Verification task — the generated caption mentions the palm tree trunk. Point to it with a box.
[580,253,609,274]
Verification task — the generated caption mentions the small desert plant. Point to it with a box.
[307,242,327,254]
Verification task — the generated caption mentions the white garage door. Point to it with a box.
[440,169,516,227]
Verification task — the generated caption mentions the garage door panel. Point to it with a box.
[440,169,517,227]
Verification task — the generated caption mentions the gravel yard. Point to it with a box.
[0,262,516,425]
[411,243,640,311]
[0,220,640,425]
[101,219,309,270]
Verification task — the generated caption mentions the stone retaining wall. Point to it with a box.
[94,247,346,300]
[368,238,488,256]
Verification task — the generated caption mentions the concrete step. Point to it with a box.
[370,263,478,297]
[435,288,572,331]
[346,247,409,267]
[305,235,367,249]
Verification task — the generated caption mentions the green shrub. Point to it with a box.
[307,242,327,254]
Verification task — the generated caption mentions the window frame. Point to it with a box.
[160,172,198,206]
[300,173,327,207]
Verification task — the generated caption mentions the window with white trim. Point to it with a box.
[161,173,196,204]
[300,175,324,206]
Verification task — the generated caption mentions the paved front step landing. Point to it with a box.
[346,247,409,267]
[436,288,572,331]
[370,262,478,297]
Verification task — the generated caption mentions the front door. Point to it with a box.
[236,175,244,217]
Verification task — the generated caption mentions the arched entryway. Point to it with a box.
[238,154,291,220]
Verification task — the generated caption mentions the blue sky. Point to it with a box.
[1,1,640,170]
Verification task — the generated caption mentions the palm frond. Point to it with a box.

◆ ◆ ◆ ◆

● **Short problem**: Turn the rows above, from the first line through the line containing "[440,169,517,227]", into a numbered list with any blank lines dropped.

● **Solution to this task**:
1. Verification task — the generated caption mentions the palm tree trunk. Point to it with a box.
2. [580,253,609,274]
3. Verification task — the generated caption mentions the small desert plant. Point to it with a box.
4. [307,242,327,254]
5. Verification task — the generated caption mentions the white garage door. Point to it with a box.
6. [440,169,516,227]
7. Verification task — the generated caption mentions the garage door panel. Point to it with a box.
8. [440,169,517,227]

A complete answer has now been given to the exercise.